Today is National Stress Awareness Day. For real though, we don’t need a day to remind us that we have stress. It’s everywhere. On some days it seems that the stress starts from the second we wake up and doesn’t stop even when our heads hit the pillow at night. Stress dreams can plague sleep leaving you to wake even more tired than when the night began. That’s life though. Right? It’s how we live. No big deal. Everyone is stressed. But listen carefully, if you aren’t careful stress will kill you. When stressed, we kick off the flight or flight response in our bodies. It protects us from mortal danger. Here’s the rub, when our brains tell us to fight or flee our organs respond by creating adrenaline and dialing up the engines of our organs. In today’s society many of us function like this even though our bodies aren’t in mortal danger. This isn’t healthy. In fact it’s dangerous. Sure, it’s not like stepping on the third rail dangerous but it is like playing 10,000 games of Russian Roulette and never getting the bullet. The odds keep increasing that one day…bang.
Here are some facts from the Global Organization for Stress
- The Stress in America survey results show that adults continue to report high levels of stress and many report that their stress has increased over the past year – American Psychological Association.
- 75% of adults reported experiencing moderate to high levels of stress in the past month and nearly half reported that their stress has increased in the past year – American Psychological Association.
|---|
* Action item
Reproduce the part of the stress text starting at "Here are some" and ending at "over the past year – American Psychological Association.". The entries that come next are a separate set of material, unrelated to the text on stress.

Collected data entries
|---|
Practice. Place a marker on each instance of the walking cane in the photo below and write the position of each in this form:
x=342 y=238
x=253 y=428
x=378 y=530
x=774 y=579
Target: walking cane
|---|
* The completed task
Here are some facts from the Global Organization for Stress
- The Stress in America survey results show that adults continue to report high levels of stress and many report that their stress has increased over the past year – American Psychological Association.